-------- Source material --------
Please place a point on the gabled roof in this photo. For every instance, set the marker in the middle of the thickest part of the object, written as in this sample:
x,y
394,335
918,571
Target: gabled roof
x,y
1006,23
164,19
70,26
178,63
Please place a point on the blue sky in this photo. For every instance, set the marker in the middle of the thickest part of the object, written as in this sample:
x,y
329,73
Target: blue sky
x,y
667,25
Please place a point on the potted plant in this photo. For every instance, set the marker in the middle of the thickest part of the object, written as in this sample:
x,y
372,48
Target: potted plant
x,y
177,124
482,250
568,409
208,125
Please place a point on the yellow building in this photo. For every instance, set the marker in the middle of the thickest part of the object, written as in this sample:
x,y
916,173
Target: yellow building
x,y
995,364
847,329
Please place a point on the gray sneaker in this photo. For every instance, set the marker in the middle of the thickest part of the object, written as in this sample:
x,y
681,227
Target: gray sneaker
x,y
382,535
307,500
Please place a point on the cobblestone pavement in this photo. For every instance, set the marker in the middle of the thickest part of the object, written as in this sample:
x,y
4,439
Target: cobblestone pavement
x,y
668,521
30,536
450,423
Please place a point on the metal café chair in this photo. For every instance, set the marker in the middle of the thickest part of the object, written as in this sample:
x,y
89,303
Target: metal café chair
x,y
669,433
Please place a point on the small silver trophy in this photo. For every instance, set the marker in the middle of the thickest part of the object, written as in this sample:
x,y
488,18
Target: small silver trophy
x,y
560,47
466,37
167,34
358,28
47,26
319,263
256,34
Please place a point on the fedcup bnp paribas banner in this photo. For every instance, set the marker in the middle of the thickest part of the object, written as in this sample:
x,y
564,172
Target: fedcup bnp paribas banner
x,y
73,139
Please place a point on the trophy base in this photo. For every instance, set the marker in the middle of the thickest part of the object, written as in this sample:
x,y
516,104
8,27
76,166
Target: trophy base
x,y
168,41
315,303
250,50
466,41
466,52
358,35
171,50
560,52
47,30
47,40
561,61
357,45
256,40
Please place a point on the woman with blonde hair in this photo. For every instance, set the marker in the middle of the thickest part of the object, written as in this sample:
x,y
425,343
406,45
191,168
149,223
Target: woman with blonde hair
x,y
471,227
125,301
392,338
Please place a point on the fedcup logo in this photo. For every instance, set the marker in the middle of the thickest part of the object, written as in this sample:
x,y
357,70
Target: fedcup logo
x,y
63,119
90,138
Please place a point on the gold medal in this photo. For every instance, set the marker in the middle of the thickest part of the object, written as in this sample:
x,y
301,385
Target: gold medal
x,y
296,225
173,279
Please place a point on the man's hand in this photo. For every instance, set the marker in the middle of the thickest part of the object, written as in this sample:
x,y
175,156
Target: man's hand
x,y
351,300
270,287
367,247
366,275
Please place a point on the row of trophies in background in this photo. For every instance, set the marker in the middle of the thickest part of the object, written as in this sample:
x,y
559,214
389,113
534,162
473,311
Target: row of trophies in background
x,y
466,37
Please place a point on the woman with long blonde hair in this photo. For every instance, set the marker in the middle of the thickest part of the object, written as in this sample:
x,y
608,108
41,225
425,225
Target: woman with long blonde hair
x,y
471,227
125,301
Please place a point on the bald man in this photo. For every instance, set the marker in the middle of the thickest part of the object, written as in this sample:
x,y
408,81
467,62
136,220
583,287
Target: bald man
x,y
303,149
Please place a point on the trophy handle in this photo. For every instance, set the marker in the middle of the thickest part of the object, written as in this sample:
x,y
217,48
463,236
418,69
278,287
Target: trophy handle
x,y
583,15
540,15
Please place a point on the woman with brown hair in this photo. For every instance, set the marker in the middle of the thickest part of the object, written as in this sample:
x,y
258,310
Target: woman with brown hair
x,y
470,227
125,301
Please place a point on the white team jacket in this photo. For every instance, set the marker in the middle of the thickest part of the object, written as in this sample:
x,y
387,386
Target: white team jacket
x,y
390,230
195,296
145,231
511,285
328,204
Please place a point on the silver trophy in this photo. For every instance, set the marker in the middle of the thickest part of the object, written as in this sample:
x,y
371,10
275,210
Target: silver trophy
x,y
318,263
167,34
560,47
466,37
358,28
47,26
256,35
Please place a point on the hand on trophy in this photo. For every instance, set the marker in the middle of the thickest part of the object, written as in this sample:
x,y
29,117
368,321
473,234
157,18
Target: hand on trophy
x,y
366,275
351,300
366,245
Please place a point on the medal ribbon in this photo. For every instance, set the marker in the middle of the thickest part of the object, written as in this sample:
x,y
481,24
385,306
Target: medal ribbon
--------
_Description of the task_
Copy every entry exactly as it is given.

_Exercise solution_
Please place a point on the gabled roof in this photo. For every instance, set the marker in the middle of the thickest part of the object, written as in this sample:
x,y
394,335
918,571
Target: gabled roof
x,y
1006,23
164,19
70,26
178,63
Please place a point on the blue sky in this photo. For every instance, set the marker in the middle of the thickest part of the object, written as in this sample:
x,y
329,73
Target: blue sky
x,y
667,25
Please place a point on the potted plant in this photo. For every instance, set the marker in the middle of the thickest part of the object, written as in this sample:
x,y
372,48
Target: potted plant
x,y
177,124
482,250
568,409
208,125
Please place a point on the yellow building in this photo. For every instance, set the marker in the middle of the thickest part of the object, written as in this sample:
x,y
916,173
Target: yellow building
x,y
995,364
847,329
Please place a point on the gray sneaker in this photo. For every instance, set the marker in the middle of the thickest part of the object, written as in this sample:
x,y
681,227
Target: gray sneaker
x,y
382,535
307,500
Please place a point on the cobblestone pavement in this photo. For every instance, set the marker in the middle of the thickest part of the object, written as in this sample:
x,y
4,439
Target: cobblestone pavement
x,y
668,521
30,536
450,423
Please place a point on the metal café chair in this photo. For every instance, set the marker in the middle of the thickest part of the object, written as in this sample:
x,y
89,303
Target: metal café chair
x,y
669,433
Please place a point on the small silver trophy in this photo. For every instance, set the marker in the middle of the thickest part of the object, written as in this sample:
x,y
488,18
Target: small silver trophy
x,y
560,47
466,37
167,34
358,28
47,26
319,263
256,34
Please place a point on the fedcup bnp paribas banner in this photo. For every instance, set the marker in the middle of the thickest part of the object, written as in this sample:
x,y
564,172
Target: fedcup bnp paribas banner
x,y
73,139
Please place a point on the trophy base in this photo. For every instance, set the marker in the middle of the thickest part of the object, written as in this sample:
x,y
516,104
8,27
76,166
Target: trophy base
x,y
168,41
315,303
250,50
466,41
466,52
358,35
171,50
560,52
47,30
47,40
561,61
357,45
256,40
Please place a point on the woman with blonde hair in this photo. For every instance, set the marker in the middle of the thickest part of the object, written as in this sample:
x,y
425,343
406,45
191,168
149,223
Target: woman with blonde hair
x,y
471,227
125,301
392,338
Please place a point on the fedcup logo in this photo. For every instance, set the marker in the middle of the thickest part of the object, written as in this sample:
x,y
357,70
Target: fedcup logo
x,y
63,119
90,138
Please place a point on the gold medal in this photo. For every instance, set the marker in the middle of the thickest part of the object, written as in this sample:
x,y
301,385
Target: gold medal
x,y
296,225
173,279
Please place a point on the man's hand in this photo. For every instance, set the marker in the middle of the thickest part of the object, written as in this sample:
x,y
175,156
Target: man's hand
x,y
351,300
270,287
367,247
366,275
Please place a point on the row of trophies in background in this photo. For every instance, set the marker in the middle of the thickest part of the object, written as in this sample:
x,y
559,214
389,113
534,162
473,311
Target: row of trophies in background
x,y
466,37
Please place a point on the woman with long blonde hair in this photo. For every instance, set the marker in the middle of the thickest part of the object, written as in this sample:
x,y
608,108
41,225
425,225
Target: woman with long blonde hair
x,y
471,227
125,301
Please place a point on the bald man in this photo. For every instance, set the marker in the middle of the thickest part of the object, written as in this sample:
x,y
408,81
467,62
136,220
583,287
Target: bald man
x,y
303,149
Please place a point on the trophy handle in this photo. For every instance, set the marker in the middle of the thickest part of the object, written as in this sample:
x,y
217,48
463,236
418,69
278,287
Target: trophy handle
x,y
583,15
540,15
Please place a point on the woman with brown hair in this photo. For every instance, set the marker in the middle of the thickest part of the object, written as in this sample:
x,y
258,310
Target: woman with brown hair
x,y
470,227
125,301
Please place a point on the white team jacket in this photo. For every instance, set the marker in the middle of the thickest part of the object, written as in this sample:
x,y
387,386
Target: white team jacket
x,y
390,230
195,296
145,231
511,285
328,204
Please place a point on the silver trophy in this photo. For every instance, set the marker in the middle of the thickest part of the object, written as in this sample:
x,y
371,10
275,210
Target: silver trophy
x,y
318,263
167,34
560,47
466,37
358,28
47,26
256,35
Please place a point on the hand on trophy in this photo. For every instance, set the marker in the middle of the thickest part of the object, written as in this sample:
x,y
29,117
368,321
473,234
157,18
Target: hand on trophy
x,y
366,275
351,300
366,245
Please place a point on the medal ribbon in this photo. For every instance, set the marker in the middle of the thickest part of the object, written as in this sample:
x,y
481,24
385,306
Target: medal ribbon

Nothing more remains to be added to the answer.